TEXTAUSZUG:
- - - - -

Welche Sprache sprechen wir? Viele versuchen sich in die Ironie zu retten und scheitern damit grandios, wie zuletzt der Tübinger Bürgermeister, dessen Ironie kaum einer verstand, als er Dennis Aogo einen Rassisten nannte.

Viele kenne ich, die die Sprache der Verzweiflung mit anschließender Verbitterung sprechen, weil sie kein Land mehr sehen und schon gar keinen offenen Himmel über sich. Viele sagen: Ja , das wird nie was mit dem Frieden in Israel und Palästina. Die Gegensätze sind so tief verwurzelt, dass es immer wieder Gewaltausbrüche geben wird, die sich hochsteigern werden zum Krieg und zum Terror.  
Heißt das, dass alle Friedensbemühungen obsolet sind?

Der Pfingstgeist denkt anders, er lädt ein zur Sprache des Glanzes, die sich im Traum gründet, in der Vision von einer besseren Welt, die vom Reich Gottes ummantelt ist.
Der Glanz der Träume hat die Kraft, Grenzen zu überwinden.

In Israel etwa gibt es einen Rettungsdienst, in dem Juden und Araber zusammen Dienst tun.
United Hatzalah heißt die ausschließlich ehrenamtlich tätige Gruppe von mehr als 6000 Ersthelfern, Sanitätern und Ärzten, die auf Motorrädern innerhalb von 90 Sekunden an Notfallorten sind . Die Männer und Frauen respektieren und achten in ihrem Dienst unterschiedliche Religionen und Kulturen, und tun dabei das eigentlich selbstverständliche: Araber helfen Juden und Juden helfen Araber, da fragt keiner ob du Palästinenser bist oder Israelit.
Wenn Ramadan ist, übernehmen die jüdischen Männer und Frauen den Dienst nach Sonnenuntergang, damit die Muslime essen und trinken können, am Shabbat ist es umgekehrt.

- - - - -

ARBEITSAUFTRÄGE:
[1] Übersetze den Satz „Der Glanz der Träume hat die Kraft, Grenzen zu überwinden.“ aus dem Textauszug ins Englische.
[2] Knüpfe an den letzten Satz des Textauszugs über die Sprache des Glanzes und den Rettungsdienst United Hatzalah an und schreibe den Text weiter.

- - - - -

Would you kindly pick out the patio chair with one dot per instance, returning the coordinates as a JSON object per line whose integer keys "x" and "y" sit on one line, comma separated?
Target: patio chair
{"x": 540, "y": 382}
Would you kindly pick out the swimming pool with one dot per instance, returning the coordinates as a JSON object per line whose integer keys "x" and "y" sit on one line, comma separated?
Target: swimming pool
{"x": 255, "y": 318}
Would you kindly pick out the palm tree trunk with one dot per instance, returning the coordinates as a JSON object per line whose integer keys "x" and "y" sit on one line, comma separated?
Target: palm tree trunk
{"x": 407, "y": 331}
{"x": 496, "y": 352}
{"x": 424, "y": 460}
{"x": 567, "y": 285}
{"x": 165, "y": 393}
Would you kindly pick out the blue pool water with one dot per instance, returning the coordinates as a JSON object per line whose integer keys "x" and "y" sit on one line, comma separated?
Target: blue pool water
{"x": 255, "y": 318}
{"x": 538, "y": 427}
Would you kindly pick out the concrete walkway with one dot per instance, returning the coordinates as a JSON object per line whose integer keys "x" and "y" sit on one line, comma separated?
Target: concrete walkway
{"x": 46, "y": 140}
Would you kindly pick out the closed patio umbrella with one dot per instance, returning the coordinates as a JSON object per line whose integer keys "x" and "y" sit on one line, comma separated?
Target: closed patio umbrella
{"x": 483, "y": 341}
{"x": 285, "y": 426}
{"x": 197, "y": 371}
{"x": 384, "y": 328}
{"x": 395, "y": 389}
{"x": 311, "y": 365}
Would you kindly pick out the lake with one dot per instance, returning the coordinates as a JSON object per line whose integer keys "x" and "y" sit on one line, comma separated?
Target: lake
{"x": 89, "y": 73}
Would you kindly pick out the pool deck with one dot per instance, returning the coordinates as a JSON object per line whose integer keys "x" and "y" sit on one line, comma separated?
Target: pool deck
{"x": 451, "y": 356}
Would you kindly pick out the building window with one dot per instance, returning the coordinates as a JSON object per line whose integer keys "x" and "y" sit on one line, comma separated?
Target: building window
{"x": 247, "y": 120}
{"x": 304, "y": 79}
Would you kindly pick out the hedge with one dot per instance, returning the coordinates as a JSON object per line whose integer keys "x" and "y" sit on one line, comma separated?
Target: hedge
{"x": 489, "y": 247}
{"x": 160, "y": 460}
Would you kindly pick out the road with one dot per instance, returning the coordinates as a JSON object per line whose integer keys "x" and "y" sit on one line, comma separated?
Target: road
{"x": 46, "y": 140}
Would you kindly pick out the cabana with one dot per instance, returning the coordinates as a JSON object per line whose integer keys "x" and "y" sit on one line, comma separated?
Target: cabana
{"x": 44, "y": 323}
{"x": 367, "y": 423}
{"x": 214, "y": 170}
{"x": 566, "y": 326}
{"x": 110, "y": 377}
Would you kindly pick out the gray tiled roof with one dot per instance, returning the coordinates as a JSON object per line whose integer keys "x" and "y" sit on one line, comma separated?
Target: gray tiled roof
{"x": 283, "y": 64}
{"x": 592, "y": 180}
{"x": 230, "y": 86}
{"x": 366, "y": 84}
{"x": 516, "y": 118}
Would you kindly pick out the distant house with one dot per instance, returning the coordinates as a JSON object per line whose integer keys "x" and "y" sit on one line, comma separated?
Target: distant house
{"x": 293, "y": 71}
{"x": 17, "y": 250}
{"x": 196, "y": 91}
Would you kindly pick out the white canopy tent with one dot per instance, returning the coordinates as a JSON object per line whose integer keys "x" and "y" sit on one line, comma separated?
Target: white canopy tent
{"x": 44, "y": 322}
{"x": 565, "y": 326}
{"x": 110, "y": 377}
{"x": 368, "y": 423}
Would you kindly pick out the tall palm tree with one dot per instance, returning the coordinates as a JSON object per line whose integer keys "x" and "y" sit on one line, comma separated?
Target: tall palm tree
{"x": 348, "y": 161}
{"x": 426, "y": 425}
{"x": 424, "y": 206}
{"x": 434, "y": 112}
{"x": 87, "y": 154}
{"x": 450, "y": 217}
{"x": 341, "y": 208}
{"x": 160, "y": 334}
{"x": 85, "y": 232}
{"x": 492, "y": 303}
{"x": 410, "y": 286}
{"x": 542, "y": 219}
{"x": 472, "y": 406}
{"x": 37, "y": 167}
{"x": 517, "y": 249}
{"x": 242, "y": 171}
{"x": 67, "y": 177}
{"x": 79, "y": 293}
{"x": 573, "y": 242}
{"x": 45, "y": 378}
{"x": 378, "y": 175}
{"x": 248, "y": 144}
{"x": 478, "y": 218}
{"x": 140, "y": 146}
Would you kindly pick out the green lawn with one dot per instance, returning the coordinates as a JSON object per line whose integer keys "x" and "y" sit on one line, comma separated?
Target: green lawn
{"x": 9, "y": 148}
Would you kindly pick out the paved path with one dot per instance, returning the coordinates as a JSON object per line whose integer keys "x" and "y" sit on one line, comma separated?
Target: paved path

- - - - -

ERWARTETE ERGEBNISSE:
[1] The radiance of dreams has the power to overcome borders.

[2]
vgl. www.spiegel.de/video/rettungsdienst-hatzalah-in-israel-vereint-juden-und-araber-video-99028295.html , abgerufen am 23.05.2021


Die Sprache der Träume hat die Kraft Grenzen handelnd zu überwinden, ein anderes Beispiel aus der Nähe  ist dieses:
Da war einer vor Corona krank geworden und hilflos, in den letzten langen Monaten richtig missmutig und betrübt.  Der Partner lässt ihn nicht im Stich, sorgt für ihn jeden Tag und jede Nacht, holt Hilfe, wenn die eigenen Kräfte nicht reichen.
Der Realismus  in der Härte der Situation wirkt keine Verbitterung, vielmehr ziehen beide Kraft aus dem Glanz der Erinnerung und der Vorstellung dass es nicht bei dem Leid dieser Welt bleibt, sondern dass himmlische Herrlichkeit auf uns wartet und zuvor tun sie alles dafür, dass es besser wird im Schweren hier in Zeit und Raum dieser Welt.

Auch dieses Beispiel ist für mich erfüllte Pfingstbotschaft, weil Manifestation des Geistes Gottes, der uns hilft. Dieser Geist wirkt Verständnis, Geduld und Trost, Versöhnung und Frieden und wiederkehrende Freude.
Oft geschieht das ganz unspektakulär, aber aus dem Kleinen speist sich das Größere.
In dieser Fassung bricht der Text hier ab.